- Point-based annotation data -
☆ ☆ ☆ ☆ ☆ ☆ ☆
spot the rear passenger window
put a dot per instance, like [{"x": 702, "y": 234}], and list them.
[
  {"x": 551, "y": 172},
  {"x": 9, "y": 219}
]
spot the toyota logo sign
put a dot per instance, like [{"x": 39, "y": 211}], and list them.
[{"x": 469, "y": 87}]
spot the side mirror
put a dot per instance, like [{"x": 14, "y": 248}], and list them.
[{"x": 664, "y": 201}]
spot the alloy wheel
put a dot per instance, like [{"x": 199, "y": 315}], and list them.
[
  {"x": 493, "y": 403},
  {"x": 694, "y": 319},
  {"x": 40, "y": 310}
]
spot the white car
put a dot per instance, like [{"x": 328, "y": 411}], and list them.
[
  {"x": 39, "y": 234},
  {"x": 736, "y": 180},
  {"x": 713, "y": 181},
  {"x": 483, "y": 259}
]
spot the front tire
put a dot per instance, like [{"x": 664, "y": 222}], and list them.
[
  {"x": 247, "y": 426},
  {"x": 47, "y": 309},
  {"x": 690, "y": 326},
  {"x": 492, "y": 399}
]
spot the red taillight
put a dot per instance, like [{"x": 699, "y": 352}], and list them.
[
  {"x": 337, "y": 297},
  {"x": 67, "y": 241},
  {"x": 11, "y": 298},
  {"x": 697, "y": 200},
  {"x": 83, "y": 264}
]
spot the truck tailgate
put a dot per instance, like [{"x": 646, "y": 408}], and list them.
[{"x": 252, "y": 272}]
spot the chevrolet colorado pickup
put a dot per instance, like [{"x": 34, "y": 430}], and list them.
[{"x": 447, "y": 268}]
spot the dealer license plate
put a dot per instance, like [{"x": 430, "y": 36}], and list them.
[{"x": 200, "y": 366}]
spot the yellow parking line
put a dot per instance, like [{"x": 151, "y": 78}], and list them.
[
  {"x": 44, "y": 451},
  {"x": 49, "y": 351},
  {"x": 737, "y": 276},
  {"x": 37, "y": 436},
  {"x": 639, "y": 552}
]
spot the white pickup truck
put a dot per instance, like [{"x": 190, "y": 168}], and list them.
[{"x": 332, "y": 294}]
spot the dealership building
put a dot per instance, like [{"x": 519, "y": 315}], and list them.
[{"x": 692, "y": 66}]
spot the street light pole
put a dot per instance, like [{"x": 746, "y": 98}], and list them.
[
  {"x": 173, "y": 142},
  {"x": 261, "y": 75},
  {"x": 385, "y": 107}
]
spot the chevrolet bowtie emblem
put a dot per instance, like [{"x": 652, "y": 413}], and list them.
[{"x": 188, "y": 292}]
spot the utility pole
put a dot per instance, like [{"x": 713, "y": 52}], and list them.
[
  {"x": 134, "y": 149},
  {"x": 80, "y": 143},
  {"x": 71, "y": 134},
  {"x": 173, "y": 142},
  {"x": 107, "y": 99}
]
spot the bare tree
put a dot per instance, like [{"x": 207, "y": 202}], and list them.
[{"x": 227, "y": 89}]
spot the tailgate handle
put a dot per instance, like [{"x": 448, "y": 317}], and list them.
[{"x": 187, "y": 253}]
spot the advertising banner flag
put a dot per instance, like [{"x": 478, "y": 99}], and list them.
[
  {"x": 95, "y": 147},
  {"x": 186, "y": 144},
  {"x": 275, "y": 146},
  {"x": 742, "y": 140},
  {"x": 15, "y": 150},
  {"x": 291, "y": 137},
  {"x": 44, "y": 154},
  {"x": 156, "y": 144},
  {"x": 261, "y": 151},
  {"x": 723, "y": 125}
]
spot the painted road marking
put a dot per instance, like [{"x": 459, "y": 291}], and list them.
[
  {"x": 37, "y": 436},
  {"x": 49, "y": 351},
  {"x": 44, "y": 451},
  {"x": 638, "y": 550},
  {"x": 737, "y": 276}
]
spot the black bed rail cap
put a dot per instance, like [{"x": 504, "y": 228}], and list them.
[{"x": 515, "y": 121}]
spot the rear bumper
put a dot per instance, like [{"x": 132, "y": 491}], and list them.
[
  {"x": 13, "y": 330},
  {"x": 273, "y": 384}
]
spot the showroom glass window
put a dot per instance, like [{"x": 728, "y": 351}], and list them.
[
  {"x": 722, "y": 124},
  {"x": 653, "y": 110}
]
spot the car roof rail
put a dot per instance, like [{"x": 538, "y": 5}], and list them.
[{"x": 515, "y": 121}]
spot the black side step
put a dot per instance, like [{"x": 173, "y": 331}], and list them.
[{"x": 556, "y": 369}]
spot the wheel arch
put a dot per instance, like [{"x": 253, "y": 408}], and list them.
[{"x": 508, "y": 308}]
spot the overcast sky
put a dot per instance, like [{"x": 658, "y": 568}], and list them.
☆ ☆ ☆ ☆ ☆ ☆ ☆
- YOUR GOAL -
Recast the lines of the items as a Markdown table with columns n and Line, starting at the line containing "spot the wheel arch" and ending at the last line of the items, leaving out blank lines.

- RESPONSE -
| n | Line |
|---|---|
| 1 | spot the wheel arch |
| 2 | put a dot per instance, like [{"x": 253, "y": 408}], and list them. |
| 3 | [{"x": 508, "y": 308}] |
| 4 | spot the overcast sky |
| 5 | put a dot per instance, like [{"x": 658, "y": 568}], and list them. |